- **Page extract**:

· · · · ·

Out of the Past (1947)

There are spoilers.

Director: Jacques Tourneur
Screenplay: Geoffrey Homes
Starring: Robert Mitchum, Jane Greer, and Kirk Douglas

Images from the 2004 WHV release.

17 Out of the Past

"You're no good and neither am I. That's why we deserve each other."
-Kathy Moffat

Out of the Past is quintessential film noir, containing all the important elements that are typical of the style and utilizing them to create a film that not only engrosses the viewer, but examines the nature of temptation, regret, retribution, and redemption. It tells the story of Jeff Bailey, a former detective who wishes to escape the mistakes of his past and live a quiet, normal life. However, he is soon drawn back into the folds of murder, lies, deceit, high stakes, and one hell of a vicious femme fatale.

· · · · ·

- **Stored data**:
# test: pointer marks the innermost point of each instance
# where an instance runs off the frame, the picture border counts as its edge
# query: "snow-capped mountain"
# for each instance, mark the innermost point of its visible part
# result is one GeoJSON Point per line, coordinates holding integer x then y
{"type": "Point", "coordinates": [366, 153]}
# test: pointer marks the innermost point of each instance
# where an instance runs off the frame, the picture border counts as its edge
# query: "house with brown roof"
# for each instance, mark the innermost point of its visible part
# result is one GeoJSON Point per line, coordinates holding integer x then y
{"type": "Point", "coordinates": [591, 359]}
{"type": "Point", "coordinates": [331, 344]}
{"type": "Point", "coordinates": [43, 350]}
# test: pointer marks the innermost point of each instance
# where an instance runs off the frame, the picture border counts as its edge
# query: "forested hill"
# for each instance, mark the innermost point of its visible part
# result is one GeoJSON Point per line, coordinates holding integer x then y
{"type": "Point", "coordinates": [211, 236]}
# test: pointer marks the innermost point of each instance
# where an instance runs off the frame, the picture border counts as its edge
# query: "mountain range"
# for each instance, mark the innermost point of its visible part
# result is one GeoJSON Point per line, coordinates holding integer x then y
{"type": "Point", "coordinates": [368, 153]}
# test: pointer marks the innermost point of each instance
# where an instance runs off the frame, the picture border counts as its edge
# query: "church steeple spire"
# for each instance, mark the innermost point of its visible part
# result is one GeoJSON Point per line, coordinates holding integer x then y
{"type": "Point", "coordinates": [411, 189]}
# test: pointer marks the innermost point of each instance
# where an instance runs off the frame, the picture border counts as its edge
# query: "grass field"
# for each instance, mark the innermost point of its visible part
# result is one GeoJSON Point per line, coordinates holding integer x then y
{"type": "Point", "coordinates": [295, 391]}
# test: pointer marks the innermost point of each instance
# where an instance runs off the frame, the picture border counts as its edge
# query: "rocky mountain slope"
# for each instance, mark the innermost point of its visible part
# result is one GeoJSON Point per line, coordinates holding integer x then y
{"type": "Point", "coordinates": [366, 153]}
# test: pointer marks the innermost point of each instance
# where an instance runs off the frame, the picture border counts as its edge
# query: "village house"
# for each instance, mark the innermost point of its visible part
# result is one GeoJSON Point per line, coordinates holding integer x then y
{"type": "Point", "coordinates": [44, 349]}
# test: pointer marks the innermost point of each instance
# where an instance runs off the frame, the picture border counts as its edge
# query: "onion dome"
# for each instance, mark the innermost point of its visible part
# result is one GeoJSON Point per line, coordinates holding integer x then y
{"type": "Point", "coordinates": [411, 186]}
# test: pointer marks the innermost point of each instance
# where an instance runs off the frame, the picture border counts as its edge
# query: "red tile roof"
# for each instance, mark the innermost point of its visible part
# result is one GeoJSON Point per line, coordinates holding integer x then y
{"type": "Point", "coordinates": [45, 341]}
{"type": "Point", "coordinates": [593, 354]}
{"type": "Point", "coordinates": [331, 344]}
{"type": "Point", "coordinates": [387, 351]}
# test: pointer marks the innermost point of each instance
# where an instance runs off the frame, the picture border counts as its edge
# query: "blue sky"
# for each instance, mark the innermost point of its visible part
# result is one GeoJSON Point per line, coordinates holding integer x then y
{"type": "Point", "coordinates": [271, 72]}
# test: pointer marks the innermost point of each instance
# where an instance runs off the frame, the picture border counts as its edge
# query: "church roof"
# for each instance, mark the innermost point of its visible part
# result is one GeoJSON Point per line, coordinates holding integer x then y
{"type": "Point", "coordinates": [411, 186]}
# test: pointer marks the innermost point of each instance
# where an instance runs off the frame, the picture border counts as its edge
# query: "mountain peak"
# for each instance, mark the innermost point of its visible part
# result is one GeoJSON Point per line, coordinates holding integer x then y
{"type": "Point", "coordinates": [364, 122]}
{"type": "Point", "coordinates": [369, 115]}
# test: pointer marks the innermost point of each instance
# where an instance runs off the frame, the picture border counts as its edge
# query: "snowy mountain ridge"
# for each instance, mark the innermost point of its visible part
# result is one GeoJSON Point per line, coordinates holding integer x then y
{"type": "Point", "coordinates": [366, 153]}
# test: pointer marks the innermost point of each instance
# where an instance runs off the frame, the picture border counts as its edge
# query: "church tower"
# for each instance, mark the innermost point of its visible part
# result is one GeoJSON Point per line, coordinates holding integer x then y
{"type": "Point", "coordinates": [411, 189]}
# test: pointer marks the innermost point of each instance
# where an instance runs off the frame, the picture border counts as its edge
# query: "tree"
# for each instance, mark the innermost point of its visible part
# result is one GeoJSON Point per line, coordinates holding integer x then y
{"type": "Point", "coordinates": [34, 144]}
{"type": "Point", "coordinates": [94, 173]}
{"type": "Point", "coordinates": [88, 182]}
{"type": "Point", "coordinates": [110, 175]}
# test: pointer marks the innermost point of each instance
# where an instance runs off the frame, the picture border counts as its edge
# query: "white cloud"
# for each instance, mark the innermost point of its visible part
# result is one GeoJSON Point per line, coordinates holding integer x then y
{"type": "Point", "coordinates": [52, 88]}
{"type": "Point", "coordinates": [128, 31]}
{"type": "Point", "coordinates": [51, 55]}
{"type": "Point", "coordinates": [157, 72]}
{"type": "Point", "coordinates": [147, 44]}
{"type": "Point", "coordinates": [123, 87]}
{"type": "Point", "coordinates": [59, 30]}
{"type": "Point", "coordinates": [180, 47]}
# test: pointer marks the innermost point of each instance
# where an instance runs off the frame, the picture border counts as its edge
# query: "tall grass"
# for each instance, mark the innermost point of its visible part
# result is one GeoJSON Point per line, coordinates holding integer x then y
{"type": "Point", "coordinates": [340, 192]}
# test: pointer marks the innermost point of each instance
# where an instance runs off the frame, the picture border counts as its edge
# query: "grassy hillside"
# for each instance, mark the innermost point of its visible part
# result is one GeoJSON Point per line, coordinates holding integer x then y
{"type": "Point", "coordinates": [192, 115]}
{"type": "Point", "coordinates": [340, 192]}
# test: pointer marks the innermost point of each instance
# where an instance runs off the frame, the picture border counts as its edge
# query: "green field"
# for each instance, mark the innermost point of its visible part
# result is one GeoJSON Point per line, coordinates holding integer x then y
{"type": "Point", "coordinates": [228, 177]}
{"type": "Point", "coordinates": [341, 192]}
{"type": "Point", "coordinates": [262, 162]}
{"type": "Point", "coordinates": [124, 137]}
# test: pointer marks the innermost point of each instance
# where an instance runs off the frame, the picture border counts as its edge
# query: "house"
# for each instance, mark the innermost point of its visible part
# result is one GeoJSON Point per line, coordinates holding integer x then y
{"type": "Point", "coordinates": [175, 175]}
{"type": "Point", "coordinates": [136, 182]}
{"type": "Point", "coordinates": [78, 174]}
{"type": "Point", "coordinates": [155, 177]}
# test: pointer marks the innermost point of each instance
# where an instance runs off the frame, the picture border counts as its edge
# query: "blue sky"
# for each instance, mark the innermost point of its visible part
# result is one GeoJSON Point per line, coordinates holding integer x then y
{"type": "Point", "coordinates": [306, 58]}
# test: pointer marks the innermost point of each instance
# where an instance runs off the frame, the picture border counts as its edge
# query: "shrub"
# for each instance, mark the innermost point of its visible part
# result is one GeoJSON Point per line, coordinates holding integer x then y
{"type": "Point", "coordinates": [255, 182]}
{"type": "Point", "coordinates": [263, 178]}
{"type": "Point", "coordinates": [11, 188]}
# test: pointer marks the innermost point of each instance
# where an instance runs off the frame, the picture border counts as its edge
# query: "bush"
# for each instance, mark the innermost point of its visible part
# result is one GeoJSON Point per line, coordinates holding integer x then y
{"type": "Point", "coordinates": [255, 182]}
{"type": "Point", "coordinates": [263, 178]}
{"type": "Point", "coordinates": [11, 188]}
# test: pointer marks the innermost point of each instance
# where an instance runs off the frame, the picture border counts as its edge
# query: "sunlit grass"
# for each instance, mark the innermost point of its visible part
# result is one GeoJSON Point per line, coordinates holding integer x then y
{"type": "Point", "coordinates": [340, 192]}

· · · · ·

- **Challenge**:
Resume the review of Out of the Past after its last sentence. The records play no part here.

- **Exercise answer**:
The opening scenes with Jeff Bailey and Ann Miller fishing at the lake are decisively placid and in complete isolation from the world. Jeff is a man with a hidden past, and it is here that he finds a sanctuary from it. Ann is idyllic and romanticizes about the world as one big, beautiful place. She is drawn to this mysterious man who seems to have been everywhere, whereas he would like nothing more than to forget where he's been and think only of being with her. When I see Out of the Past, I am always struck by the contrast in the film. It's hard to believe the darkness and coercion later in the film begins so peacefully. It is through this contrast of ideal simplistic living and the convoluted world of film noir that Out of the Past attempts to explore the depths of the human soul and how far it can be corrupted before being beyond salvation.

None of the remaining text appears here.